| Records provided |
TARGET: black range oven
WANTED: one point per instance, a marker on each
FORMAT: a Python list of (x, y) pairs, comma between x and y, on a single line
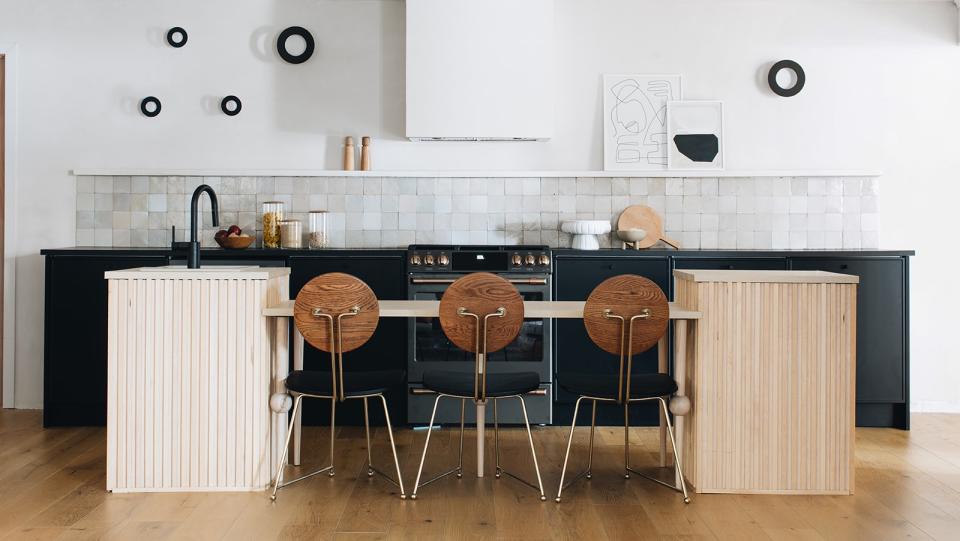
[(430, 270)]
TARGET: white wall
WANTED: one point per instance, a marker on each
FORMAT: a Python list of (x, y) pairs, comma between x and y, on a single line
[(881, 93)]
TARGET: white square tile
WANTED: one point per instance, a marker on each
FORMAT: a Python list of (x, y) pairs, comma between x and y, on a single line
[(639, 186), (709, 240), (674, 186)]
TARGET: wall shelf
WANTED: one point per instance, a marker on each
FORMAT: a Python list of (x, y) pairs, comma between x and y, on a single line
[(470, 174)]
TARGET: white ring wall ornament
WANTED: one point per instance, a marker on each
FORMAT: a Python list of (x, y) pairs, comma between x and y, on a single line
[(585, 233)]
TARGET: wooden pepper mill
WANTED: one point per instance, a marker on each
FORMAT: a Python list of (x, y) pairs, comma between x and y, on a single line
[(349, 154), (365, 153)]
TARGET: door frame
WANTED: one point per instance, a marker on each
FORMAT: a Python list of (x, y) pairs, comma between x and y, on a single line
[(9, 178)]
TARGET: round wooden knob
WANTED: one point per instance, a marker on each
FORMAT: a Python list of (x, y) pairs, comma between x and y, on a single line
[(679, 405), (481, 293), (626, 296), (336, 293), (280, 402)]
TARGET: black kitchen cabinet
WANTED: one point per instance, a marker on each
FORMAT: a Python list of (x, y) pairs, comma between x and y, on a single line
[(882, 334), (574, 279), (75, 337), (731, 263), (386, 349)]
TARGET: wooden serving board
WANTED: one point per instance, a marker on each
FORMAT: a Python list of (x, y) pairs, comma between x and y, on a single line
[(644, 217)]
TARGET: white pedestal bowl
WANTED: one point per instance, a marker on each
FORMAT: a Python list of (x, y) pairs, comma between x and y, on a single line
[(585, 233)]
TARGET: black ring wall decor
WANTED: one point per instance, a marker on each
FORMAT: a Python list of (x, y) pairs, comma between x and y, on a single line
[(172, 37), (147, 101), (282, 45), (775, 86), (227, 110)]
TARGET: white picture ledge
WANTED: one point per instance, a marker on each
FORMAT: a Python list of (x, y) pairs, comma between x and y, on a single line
[(728, 173)]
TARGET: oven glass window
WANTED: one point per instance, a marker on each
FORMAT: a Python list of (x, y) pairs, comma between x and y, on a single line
[(431, 345)]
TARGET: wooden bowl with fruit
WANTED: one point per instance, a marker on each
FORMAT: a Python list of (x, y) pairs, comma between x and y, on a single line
[(233, 238)]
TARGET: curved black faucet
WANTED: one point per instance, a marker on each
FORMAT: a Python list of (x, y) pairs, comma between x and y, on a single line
[(193, 255)]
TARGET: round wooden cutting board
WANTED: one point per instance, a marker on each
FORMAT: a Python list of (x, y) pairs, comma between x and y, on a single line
[(644, 217)]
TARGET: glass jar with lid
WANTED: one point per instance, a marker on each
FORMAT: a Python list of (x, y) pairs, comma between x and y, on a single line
[(291, 236), (317, 229), (272, 216)]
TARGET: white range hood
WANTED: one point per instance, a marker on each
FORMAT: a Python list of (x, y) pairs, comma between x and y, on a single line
[(479, 70)]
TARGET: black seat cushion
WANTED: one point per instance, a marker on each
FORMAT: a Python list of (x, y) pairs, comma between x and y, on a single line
[(498, 384), (355, 383), (605, 385)]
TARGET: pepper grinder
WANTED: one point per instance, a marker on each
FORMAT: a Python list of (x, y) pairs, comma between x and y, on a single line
[(365, 153), (349, 154)]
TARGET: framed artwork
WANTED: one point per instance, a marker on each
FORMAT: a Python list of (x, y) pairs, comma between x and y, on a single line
[(695, 135), (635, 120)]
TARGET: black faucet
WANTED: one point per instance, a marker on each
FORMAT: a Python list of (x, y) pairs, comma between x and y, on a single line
[(193, 255)]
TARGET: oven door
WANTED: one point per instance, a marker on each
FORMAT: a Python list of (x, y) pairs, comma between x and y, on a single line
[(429, 349)]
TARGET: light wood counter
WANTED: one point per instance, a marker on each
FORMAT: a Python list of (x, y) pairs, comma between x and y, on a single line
[(190, 375), (770, 374)]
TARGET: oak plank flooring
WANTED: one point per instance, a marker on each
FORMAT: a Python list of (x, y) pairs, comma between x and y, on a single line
[(51, 483)]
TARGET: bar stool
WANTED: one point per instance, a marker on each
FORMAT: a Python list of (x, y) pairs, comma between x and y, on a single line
[(625, 315), (480, 313), (338, 313)]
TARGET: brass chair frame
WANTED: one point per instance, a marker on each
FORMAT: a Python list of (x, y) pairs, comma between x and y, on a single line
[(338, 395), (480, 396), (623, 398)]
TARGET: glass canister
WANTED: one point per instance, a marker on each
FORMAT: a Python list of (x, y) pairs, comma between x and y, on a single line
[(272, 216), (317, 229), (291, 236)]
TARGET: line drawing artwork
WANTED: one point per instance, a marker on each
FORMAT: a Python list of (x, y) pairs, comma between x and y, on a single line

| Problem details |
Go through the listing above and write it out again exactly, dropping the pictures.

| Result for this task |
TARGET: black range oven
WANTED: one point per instance, a marker on each
FORMAT: a Python list of (x, y) pairs, comma between x and y, on a single line
[(430, 270)]
TARGET: white wall
WANTED: one point per instance, a marker on each
FORMAT: a Python list of (x, y) pairs, comma between x and y, on a single line
[(881, 93)]
TARGET: white square tile
WANTED: one point per instance, a marker on each
FORMAT: a Python list of (x, y) pairs, comma between x and y, on a single line
[(639, 186), (709, 240), (674, 186)]
TARGET: wall shelf
WANTED: one point per instance, a marker on each
FORMAT: a Python list of (x, y) pairs, comma between x and y, on a single line
[(470, 174)]
TARGET: white ring wall ornament
WANTED: one point per instance, a marker on each
FORMAT: a Python list of (x, y) pairs, comma between x and y, on a single line
[(585, 233)]
TARGET: wooden pepper mill
WANTED: one point per instance, a marker on each
FORMAT: a Python list of (x, y) pairs, comma between x and y, on a single line
[(349, 154), (365, 153)]
TARGET: door frame
WANTED: one point per instance, a marker on each
FORMAT: a Python list of (x, y) pairs, comma between x and y, on a single line
[(9, 178)]
TARGET: round wooden knob
WANTED: one point per instance, a marker on each
FORMAT: a Python list of (x, y) pairs, comma between x and y, on a single line
[(679, 405), (481, 293), (626, 296), (336, 293), (280, 402)]
TARGET: black kitchen cabinet
WANTED: one point per instance, a marker on each
FORMAT: a Python list of (x, y) pairs, comma between x and y, on a single line
[(882, 334), (574, 279), (75, 337), (731, 263), (386, 349)]
TARGET: wooden serving board
WANTED: one point per instance, a marker on each
FORMAT: a Python list of (x, y) pairs, comma between x and y, on a single line
[(644, 217)]
TARGET: white pedestal bowl
WANTED: one point per instance, a marker on each
FORMAT: a Python list of (x, y) pairs, comma between x and y, on a single line
[(585, 233)]
TARGET: black ring wall decor
WANTED: one point per instance, a marker on each
FORMAT: a Python list of (x, y) pairs, comma between x and y, on a single line
[(172, 37), (147, 101), (282, 45), (775, 86), (227, 110)]
TARGET: white picture ledge
WANTED: one point per instance, a marker on each
FORMAT: a Python list of (x, y) pairs, comma between x and y, on a single line
[(728, 173)]
TARGET: oven glass window
WANTED: one point per instance, a marker on each
FORMAT: a Python list of (x, y) pairs, comma between x and y, on a single line
[(431, 345)]
TARGET: wooden bowl with fruit
WANTED: one point per instance, a marker on each
FORMAT: a Python list of (x, y) pairs, comma between x and y, on a single line
[(233, 238)]
TARGET: curved black faucet
WANTED: one point per instance, a marker on each
FORMAT: a Python list of (x, y) pairs, comma between x and y, on a single line
[(193, 255)]
TARGET: round wooden cutting board
WANTED: one point per instance, a marker on each
FORMAT: a Python list of (x, y) pairs, comma between x and y, on a single line
[(644, 217)]
TARGET: glass jar with lid
WANTED: one point per instance, a marker on each
FORMAT: a Python list of (x, y) pairs, comma between x and y, on a single line
[(291, 236), (317, 229), (272, 216)]
TARGET: white range hood
WANTED: one point per instance, a marker on each
FORMAT: a Python list of (x, y) pairs, comma between x and y, on a single line
[(479, 70)]
TARGET: black seat cushion
WANTED: one point per instance, a marker on each
FORMAT: a Python list of (x, y) pairs, comma between x and y, on a single line
[(498, 384), (355, 383), (605, 385)]
TARGET: pepper grinder
WANTED: one point per instance, a marker on each
FORMAT: a Python list of (x, y) pairs, comma between x and y, on a single line
[(365, 153), (349, 154)]
TARGET: framed artwork
WANTED: one point per instance, a marker on each
FORMAT: a Python list of (x, y) pairs, comma between x and y, on a single line
[(695, 135), (635, 120)]
TARGET: black faucet
WANTED: one point per instance, a marker on each
FORMAT: a Python list of (x, y) pairs, comma between x and y, on a single line
[(193, 255)]
TARGET: oven door
WANTED: one point per instance, a marker on each
FORMAT: a Python list of (x, y) pairs, comma between x and y, on a single line
[(429, 349)]
TARGET: light wood counter
WANTED: one point per instance, a marker on each
FORMAT: a Python list of (x, y) pairs, comma between x and y, on a single line
[(190, 375), (770, 374)]
TARGET: oak plank flooring
WANTED: one point per instance, a marker on each
FORMAT: a Python list of (x, y) pairs, comma between x and y, on a single line
[(51, 483)]
TARGET: bar stool
WANTED: one point per instance, a marker on each
FORMAT: a Python list of (x, y) pairs, comma between x and y, on a single line
[(625, 315), (480, 313), (338, 313)]
TARGET: brass chair frame
WANTED: one point per instance, a marker on each
FORMAT: a Python list of (x, y) pairs, comma between x and y, on a single line
[(338, 395), (480, 396), (623, 398)]
TARGET: glass canister
WANTED: one point per instance, a marker on each
FORMAT: a Python list of (x, y) pairs, comma between x and y, on a single line
[(272, 216), (317, 229), (291, 236)]
TARGET: line drawing artwork
WANTED: one point per instance, a marker on each
FORMAT: a Python list of (x, y) pairs, comma between x and y, on a single line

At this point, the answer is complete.